Reproduce verbatim the lines of the entries below, from the line holding "Look at the image and identify where the brick" through the last line of the entries, inclusive.

-- BEGIN --

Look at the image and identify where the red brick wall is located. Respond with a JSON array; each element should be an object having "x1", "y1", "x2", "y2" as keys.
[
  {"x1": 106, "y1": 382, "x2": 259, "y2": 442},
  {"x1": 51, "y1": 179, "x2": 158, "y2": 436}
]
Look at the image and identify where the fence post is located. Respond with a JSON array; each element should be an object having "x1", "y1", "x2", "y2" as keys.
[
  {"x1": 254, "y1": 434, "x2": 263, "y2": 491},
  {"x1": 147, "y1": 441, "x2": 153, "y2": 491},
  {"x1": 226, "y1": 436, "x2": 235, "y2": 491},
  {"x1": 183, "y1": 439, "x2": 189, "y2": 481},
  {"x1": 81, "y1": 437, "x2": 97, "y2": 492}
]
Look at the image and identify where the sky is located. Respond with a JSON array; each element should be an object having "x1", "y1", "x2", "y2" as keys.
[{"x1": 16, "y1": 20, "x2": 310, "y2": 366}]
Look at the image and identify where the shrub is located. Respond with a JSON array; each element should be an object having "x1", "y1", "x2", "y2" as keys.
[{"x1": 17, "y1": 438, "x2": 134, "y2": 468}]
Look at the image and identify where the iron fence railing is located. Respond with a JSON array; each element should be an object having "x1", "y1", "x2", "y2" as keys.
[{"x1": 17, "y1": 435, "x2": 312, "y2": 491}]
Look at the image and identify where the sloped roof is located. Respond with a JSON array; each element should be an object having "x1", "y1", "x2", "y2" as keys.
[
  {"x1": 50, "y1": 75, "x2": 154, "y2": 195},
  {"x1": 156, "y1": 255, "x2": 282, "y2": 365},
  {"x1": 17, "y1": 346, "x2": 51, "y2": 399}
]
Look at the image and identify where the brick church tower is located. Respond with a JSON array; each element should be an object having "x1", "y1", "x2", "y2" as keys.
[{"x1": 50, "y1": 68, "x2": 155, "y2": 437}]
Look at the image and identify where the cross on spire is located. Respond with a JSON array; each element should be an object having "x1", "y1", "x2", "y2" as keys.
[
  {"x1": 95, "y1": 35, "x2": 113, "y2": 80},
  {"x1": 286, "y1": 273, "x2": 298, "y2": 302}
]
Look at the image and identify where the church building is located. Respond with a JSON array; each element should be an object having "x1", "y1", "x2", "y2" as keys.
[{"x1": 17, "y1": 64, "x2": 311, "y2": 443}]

-- END --

**Output for this exercise**
Look at the image and identify where the brick church tower is located. Respond with a JSON array; each element should be an object having "x1", "y1", "x2", "y2" as keys.
[{"x1": 50, "y1": 68, "x2": 155, "y2": 437}]
Look at the image and identify where the cross on spire is located. Respond with a JSON array; each element should be an object having "x1", "y1", "x2", "y2" as keys.
[
  {"x1": 95, "y1": 35, "x2": 113, "y2": 80},
  {"x1": 286, "y1": 273, "x2": 298, "y2": 302}
]
Look at the image and identify where the church building is located. Respond with a JSON array; each element should be an object having "x1", "y1", "x2", "y2" as keys.
[{"x1": 17, "y1": 64, "x2": 311, "y2": 443}]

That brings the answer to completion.